▶ **Extrait de page**:
"""

Le fait que le Parlement européen, seule institution directement élue par les citoyens, ait été promu en co-législateur de l’Union a alors été salué comme apportant plus de légitimité démocratique.

Paradoxalement, en matière de révision du statut du personnel, le fait de revaloriser un acteur dans la procédure législative a eu comme effet d’en marginaliser un autre, celui-là même qui était pourtant directement concerné : le personnel et ses organisations représentatives.

Réforme 2004 – 10 ans en arrière, et avant le traité de Lisbonne, une grande réforme avait été apportée au statut, celle de 2004. Or, celle-là avait fait l’objet de négociations sérieuses avec les organisations syndicales et professionnelles (OSP), ce qui est même mentionné dans son considérant 38 : «Considérées dans leur ensemble, les mesures de modernisation de la carrière et les mesures financières ont été acceptées par les organisations représentatives du personnel consultées dans le cadre de la commission de concertation instituée par la décision du Conseil du 23 juin 1981.».

"""

▶ **Lignes fournies**:
"""

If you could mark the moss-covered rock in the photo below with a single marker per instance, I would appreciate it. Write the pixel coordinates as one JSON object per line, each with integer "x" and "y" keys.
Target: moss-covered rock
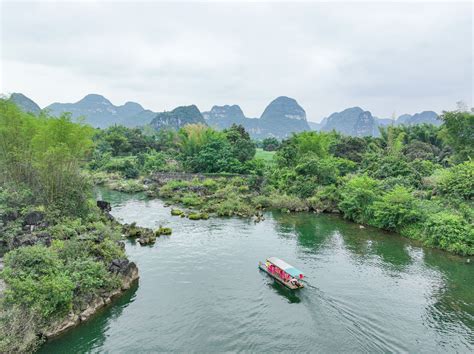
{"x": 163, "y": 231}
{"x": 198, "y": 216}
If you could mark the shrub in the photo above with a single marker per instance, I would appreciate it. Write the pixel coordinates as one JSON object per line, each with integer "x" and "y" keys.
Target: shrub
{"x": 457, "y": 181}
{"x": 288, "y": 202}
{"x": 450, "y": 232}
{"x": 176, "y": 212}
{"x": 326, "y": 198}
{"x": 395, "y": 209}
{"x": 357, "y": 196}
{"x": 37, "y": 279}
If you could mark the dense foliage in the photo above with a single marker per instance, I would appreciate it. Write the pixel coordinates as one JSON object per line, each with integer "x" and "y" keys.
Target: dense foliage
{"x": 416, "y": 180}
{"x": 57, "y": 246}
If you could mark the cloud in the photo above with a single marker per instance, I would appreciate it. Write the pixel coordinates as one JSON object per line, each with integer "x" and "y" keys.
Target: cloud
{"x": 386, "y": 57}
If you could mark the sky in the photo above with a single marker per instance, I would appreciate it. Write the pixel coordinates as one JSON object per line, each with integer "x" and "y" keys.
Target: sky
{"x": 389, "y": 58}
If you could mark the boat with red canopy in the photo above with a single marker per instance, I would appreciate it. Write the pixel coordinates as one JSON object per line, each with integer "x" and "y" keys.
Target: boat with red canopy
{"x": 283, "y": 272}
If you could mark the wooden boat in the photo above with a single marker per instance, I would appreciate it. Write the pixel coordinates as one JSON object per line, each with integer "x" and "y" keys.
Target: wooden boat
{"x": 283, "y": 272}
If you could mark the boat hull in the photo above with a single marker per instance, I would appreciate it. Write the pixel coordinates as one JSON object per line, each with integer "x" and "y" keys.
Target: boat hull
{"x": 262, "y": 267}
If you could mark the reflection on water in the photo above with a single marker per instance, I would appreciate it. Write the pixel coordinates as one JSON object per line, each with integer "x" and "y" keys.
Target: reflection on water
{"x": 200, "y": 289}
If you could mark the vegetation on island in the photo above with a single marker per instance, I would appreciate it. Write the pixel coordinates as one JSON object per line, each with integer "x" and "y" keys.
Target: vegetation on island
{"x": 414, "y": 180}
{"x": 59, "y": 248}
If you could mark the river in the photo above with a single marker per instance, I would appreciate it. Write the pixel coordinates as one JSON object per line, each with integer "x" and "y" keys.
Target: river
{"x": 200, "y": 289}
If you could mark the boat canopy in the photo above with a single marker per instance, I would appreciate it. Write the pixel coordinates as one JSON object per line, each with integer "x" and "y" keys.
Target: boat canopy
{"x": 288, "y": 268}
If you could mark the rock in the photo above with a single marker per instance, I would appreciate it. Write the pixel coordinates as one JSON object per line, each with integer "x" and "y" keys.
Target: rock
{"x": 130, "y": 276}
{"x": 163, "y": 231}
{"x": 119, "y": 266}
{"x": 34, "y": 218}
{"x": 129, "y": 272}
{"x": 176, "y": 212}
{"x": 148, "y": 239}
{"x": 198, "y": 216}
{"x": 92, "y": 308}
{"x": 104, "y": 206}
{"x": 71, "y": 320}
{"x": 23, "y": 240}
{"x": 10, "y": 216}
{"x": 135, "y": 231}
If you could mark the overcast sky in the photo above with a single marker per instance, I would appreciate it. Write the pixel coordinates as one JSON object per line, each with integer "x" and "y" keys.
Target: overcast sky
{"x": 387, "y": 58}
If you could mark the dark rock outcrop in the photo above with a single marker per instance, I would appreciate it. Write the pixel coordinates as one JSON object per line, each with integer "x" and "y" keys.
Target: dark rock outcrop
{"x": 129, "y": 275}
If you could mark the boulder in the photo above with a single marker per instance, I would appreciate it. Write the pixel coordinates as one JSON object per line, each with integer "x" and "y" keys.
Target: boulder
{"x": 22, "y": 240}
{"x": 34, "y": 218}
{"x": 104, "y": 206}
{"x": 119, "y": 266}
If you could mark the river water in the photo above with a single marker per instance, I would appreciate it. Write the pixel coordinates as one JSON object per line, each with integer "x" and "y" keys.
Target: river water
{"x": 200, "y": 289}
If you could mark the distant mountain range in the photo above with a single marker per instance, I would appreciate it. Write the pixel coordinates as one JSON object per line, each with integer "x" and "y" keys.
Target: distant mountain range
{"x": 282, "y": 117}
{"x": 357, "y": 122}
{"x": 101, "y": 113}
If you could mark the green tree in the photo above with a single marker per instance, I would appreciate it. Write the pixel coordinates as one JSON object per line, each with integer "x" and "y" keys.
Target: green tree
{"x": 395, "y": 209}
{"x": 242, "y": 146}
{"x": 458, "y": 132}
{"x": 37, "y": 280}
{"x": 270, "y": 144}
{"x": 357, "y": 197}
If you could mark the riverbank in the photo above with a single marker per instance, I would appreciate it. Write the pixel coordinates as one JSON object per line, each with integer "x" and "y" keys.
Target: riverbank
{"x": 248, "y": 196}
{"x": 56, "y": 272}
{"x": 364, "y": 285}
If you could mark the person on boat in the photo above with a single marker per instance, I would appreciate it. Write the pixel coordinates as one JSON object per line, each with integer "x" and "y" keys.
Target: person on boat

"""
"""

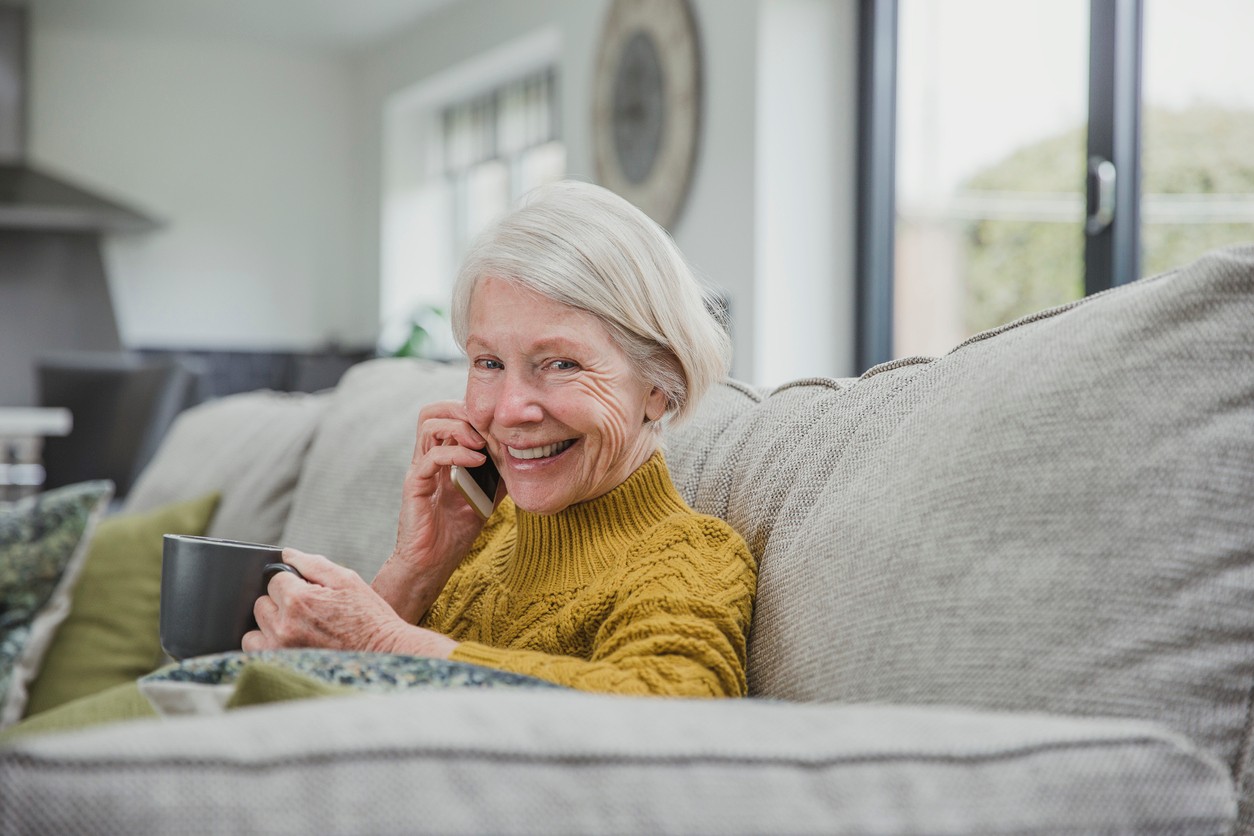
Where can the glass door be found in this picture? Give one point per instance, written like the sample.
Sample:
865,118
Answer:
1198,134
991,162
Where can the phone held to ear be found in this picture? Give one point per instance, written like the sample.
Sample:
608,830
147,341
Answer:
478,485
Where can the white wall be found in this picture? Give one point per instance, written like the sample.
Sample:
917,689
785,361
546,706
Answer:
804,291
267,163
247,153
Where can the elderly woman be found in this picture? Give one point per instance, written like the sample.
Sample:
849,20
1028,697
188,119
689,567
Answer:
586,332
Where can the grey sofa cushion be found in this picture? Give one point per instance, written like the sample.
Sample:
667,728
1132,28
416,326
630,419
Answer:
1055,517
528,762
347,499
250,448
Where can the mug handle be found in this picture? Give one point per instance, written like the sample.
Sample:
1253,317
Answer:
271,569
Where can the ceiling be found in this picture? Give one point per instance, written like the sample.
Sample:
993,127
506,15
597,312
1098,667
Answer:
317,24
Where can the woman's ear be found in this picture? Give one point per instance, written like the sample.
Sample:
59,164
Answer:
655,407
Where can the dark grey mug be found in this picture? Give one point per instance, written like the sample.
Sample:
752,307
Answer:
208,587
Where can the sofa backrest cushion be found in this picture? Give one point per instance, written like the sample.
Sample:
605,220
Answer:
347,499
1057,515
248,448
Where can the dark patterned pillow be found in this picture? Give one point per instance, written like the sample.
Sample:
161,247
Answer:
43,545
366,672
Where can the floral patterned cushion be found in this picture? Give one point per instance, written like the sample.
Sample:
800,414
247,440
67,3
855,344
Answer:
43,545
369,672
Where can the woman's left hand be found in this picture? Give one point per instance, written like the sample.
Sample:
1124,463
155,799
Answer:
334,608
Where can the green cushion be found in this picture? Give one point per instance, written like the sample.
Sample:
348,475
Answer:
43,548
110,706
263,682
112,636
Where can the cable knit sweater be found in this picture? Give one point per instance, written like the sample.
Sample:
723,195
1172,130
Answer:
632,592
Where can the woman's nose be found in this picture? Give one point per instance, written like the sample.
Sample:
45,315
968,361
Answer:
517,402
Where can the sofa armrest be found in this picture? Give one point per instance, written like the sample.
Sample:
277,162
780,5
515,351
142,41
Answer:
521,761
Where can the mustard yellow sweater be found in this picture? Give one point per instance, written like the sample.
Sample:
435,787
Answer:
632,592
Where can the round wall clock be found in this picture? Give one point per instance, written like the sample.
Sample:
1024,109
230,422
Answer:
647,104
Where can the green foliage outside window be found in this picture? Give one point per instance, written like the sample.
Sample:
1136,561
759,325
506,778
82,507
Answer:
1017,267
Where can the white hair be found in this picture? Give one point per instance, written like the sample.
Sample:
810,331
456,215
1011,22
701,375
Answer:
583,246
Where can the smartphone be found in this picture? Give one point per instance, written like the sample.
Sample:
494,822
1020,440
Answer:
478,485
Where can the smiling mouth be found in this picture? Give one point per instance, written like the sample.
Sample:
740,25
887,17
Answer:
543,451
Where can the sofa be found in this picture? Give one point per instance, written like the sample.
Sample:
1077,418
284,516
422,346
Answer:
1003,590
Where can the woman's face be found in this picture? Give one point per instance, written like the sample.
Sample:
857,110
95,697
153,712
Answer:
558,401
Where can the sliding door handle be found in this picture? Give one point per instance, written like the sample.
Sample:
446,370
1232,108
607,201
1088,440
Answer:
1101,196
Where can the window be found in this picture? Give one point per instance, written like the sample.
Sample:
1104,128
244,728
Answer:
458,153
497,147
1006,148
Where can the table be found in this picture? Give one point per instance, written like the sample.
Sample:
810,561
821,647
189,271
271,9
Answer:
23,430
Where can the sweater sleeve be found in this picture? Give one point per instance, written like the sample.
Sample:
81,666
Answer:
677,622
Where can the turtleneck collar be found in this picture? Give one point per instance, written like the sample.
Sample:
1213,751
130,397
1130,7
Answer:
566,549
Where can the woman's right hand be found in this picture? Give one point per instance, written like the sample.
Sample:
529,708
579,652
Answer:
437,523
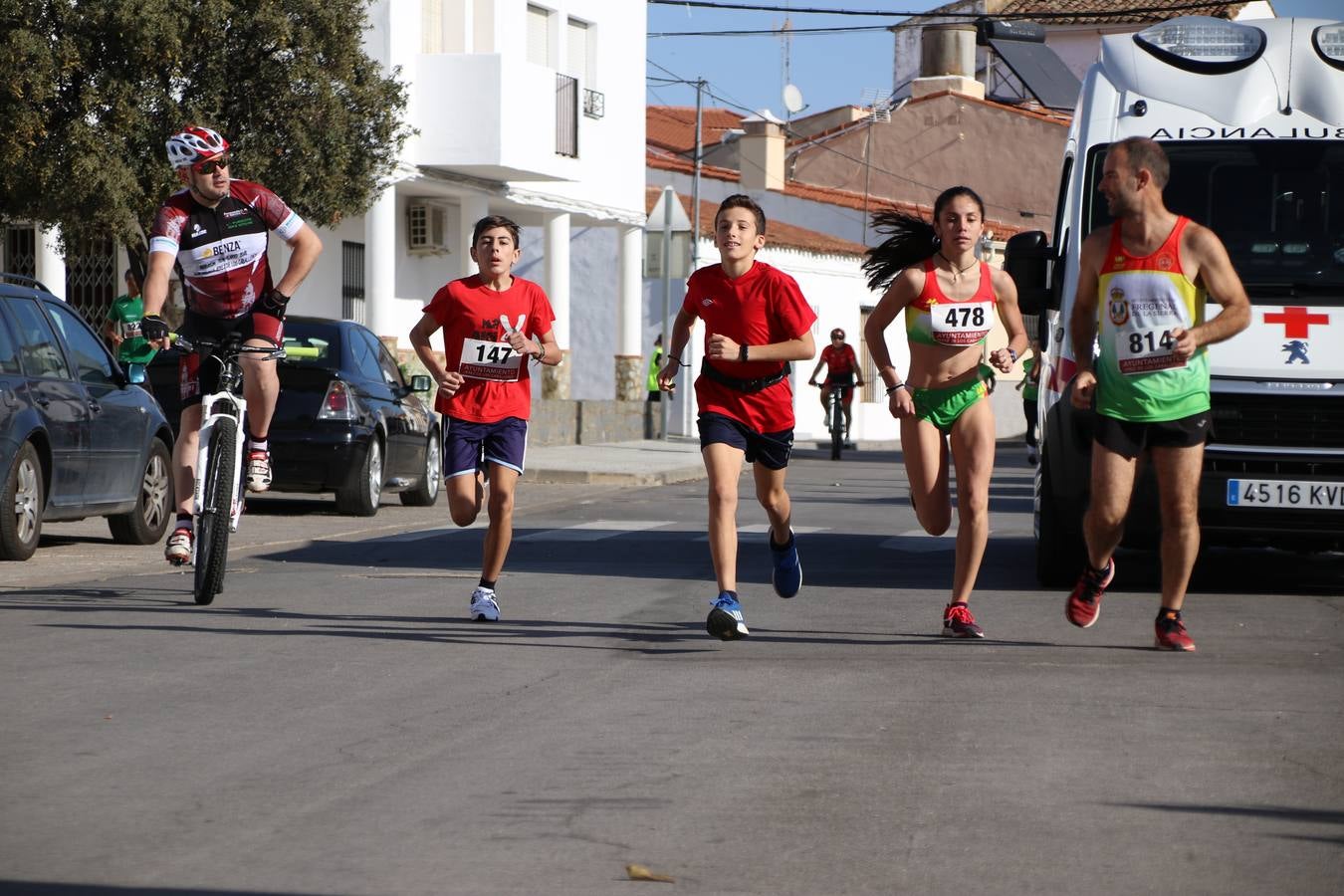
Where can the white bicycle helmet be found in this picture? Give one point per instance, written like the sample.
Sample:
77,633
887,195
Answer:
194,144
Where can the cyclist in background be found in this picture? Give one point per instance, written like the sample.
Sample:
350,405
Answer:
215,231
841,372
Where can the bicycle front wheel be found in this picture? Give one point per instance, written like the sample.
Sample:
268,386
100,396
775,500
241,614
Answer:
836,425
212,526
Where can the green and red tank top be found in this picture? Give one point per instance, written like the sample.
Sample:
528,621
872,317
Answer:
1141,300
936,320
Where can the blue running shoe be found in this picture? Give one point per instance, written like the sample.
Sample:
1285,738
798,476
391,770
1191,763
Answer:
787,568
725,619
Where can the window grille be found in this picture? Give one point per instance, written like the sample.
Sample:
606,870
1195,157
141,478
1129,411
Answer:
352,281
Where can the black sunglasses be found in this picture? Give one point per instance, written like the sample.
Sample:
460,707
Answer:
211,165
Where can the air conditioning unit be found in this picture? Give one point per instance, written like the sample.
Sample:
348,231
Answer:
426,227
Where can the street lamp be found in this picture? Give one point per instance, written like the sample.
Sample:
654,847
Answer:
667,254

"""
"""

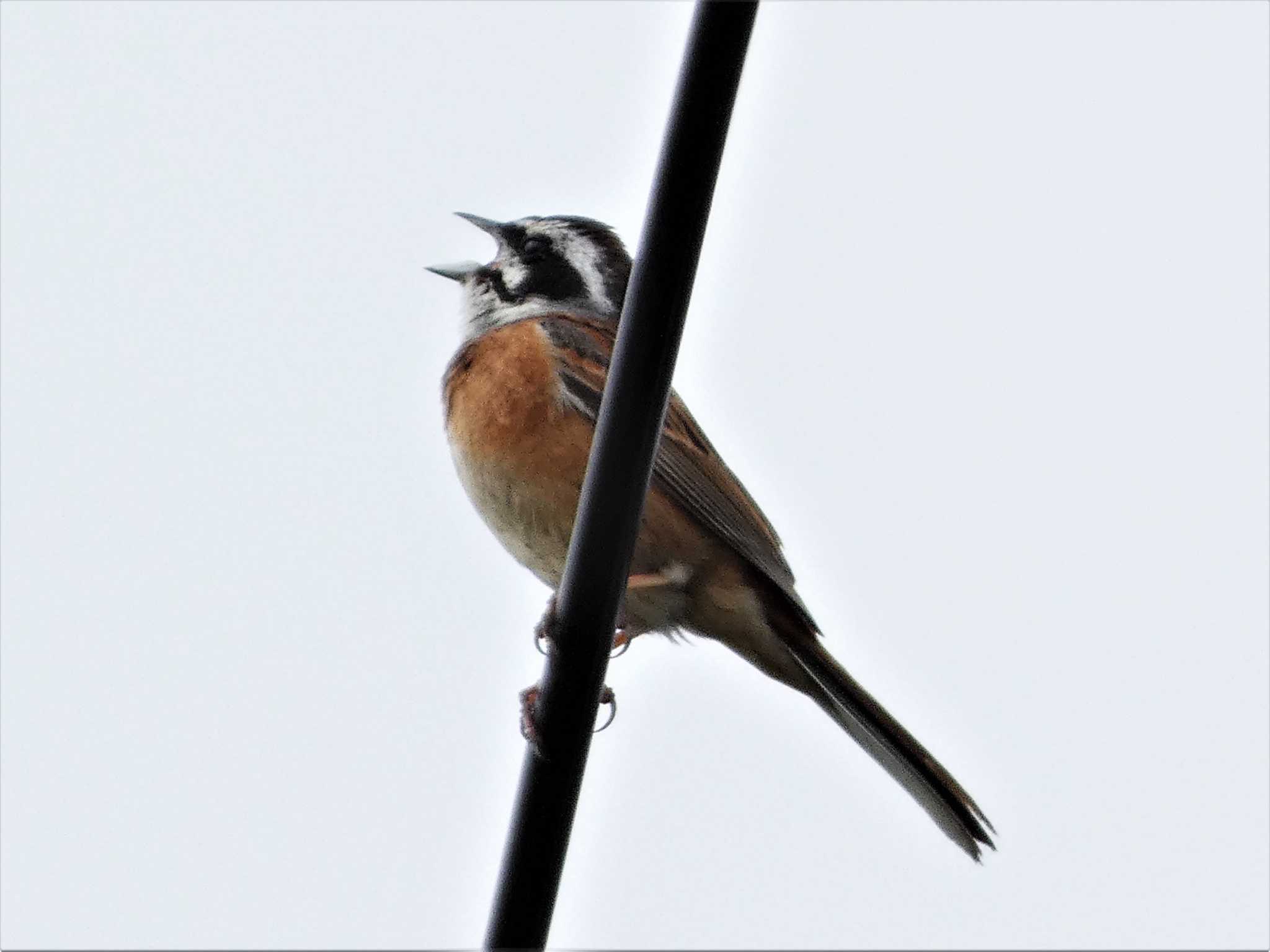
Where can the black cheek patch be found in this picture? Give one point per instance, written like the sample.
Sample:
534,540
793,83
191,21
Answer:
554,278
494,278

"""

▶ **Consigne A**:
D'après l'extrait sur le statut du personnel, pourquoi a-t-on salué le passage du Parlement européen au rang de co-législateur de l'Union ? Répondez en une à trois phrases.
▶ **Consigne B**:
Dans l'extrait sur le statut du personnel, relevez toutes les institutions ou instances désignées par leur nom, sans compter le personnel ni ses organisations.
Les lignes n'ont aucun rôle ici.

▶ **Réponse complète A**:
On y a vu un gain de légitimité démocratique, car le Parlement européen est la seule institution directement élue par les citoyens.

▶ **Réponse complète B**:
- le Parlement européen
- le Conseil
- la commission de concertation